* **Provided passage**:
────────────────────────────────────────

Goromonzi lies in Mashonaland East, and is represented in the national Parliament by the single seat of Goromonzi in the Senate and by three seats (Goromonzi North, Goromonzi South, and Goromonzi West) in the House of Assembly.
Until 1999 the economy and many of the jobs of Goromonzi were based on commercial farms growing flowers and gourmet vegetables in greenhouses for export to Europe. These commercial farms are no longer operational due to the government land redistribution policy. Local unemployment is at 80% or more. Traditional farmers work on small holdings growing corn, pumpkins and other crops that are dependent on rainfall. At the current rate of inflation the cost of fertilizers and seeds are prohibitive. There is limited access to market.
The AIDS epidemic in the Goromonzi district has decimated the adult population with devastating effects on the community and family structures, the economy, and the general morale.

────────────────────────────────────────

* **Action item**:
Can you copy the Goromonzi passage word for word, from "Goromonzi lies in" up to and including "House of Assembly."? The lines that come next have nothing to do with the Goromonzi passage.

[Stored data entries]
────────────────────────────────────────

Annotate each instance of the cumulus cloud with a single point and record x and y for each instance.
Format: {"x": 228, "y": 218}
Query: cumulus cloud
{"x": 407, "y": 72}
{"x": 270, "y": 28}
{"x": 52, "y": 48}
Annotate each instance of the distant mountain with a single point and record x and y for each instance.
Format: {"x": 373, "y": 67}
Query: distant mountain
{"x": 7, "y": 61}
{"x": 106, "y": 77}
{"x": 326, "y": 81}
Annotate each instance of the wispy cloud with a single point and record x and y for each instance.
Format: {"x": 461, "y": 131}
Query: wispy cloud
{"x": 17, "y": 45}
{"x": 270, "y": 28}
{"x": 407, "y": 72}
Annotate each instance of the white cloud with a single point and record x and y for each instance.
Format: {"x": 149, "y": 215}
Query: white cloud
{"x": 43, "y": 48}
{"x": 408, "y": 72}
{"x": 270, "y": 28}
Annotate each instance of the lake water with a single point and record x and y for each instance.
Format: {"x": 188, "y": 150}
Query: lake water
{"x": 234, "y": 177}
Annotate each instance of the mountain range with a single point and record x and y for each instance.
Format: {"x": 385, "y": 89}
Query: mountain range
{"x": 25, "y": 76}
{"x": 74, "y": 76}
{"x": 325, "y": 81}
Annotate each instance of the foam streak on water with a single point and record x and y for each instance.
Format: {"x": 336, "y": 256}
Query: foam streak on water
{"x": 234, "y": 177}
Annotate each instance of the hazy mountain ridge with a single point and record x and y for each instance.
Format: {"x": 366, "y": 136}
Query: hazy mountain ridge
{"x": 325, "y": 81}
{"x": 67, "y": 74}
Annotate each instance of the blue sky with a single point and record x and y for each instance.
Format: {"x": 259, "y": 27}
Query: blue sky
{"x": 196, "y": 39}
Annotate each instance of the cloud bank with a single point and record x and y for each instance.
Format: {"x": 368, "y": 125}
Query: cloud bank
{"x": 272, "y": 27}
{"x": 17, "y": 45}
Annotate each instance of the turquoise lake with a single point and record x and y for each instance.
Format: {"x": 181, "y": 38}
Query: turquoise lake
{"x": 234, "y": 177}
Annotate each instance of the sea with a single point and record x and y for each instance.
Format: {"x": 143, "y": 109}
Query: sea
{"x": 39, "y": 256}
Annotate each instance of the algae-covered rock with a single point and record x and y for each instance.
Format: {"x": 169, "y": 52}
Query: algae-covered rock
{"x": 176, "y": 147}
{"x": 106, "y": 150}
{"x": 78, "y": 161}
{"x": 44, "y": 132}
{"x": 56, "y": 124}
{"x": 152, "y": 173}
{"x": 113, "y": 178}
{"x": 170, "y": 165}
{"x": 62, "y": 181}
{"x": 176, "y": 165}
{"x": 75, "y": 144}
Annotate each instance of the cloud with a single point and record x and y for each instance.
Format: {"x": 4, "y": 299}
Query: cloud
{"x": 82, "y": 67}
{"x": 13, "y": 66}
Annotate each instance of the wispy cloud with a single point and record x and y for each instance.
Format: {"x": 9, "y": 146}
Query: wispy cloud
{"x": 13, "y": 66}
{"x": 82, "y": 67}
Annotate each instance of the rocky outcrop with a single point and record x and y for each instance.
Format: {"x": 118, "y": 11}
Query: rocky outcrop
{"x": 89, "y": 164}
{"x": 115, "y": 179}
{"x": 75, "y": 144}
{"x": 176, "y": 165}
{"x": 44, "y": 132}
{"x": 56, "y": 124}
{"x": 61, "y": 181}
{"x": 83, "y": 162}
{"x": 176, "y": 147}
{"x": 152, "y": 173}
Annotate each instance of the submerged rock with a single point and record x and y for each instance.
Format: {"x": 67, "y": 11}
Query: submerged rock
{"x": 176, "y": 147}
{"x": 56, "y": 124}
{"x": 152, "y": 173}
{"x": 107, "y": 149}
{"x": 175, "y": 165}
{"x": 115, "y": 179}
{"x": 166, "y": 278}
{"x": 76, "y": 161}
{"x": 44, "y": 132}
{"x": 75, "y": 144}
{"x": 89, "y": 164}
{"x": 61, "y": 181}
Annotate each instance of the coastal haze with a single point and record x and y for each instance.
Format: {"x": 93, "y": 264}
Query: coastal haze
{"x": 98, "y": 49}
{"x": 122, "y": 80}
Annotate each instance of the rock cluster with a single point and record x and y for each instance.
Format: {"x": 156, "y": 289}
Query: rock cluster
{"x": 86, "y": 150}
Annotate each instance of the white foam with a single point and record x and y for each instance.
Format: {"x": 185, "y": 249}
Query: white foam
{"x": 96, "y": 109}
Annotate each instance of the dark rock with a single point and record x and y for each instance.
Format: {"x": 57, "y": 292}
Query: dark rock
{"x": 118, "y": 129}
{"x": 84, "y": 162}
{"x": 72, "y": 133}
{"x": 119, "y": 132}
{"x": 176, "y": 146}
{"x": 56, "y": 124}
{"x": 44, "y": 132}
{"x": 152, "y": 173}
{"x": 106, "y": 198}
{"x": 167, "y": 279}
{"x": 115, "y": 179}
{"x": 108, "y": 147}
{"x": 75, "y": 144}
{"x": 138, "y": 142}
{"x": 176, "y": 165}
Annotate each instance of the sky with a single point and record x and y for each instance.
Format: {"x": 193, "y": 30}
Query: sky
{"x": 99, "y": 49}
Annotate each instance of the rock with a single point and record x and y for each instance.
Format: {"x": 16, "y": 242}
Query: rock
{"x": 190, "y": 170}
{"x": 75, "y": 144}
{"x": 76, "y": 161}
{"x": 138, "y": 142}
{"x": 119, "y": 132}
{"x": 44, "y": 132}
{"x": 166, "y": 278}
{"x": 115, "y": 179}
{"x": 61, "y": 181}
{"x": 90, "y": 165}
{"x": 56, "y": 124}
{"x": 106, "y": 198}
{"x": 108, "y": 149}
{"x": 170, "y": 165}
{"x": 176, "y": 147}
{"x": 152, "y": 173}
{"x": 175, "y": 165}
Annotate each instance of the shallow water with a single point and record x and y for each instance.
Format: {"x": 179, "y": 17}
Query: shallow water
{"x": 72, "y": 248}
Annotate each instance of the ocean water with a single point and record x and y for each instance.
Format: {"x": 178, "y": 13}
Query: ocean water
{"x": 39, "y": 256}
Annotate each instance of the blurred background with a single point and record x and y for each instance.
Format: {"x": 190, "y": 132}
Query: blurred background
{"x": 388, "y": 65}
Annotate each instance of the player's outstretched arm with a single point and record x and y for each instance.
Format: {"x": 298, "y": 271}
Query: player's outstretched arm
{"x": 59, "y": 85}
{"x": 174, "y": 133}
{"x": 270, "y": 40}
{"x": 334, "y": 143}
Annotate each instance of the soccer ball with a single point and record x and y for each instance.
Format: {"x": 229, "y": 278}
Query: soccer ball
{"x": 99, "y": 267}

────────────────────────────────────────

* **Answer space**:
Goromonzi lies in Mashonaland East, and is represented in the national Parliament by the single seat of Goromonzi in the Senate and by three seats (Goromonzi North, Goromonzi South, and Goromonzi West) in the House of Assembly.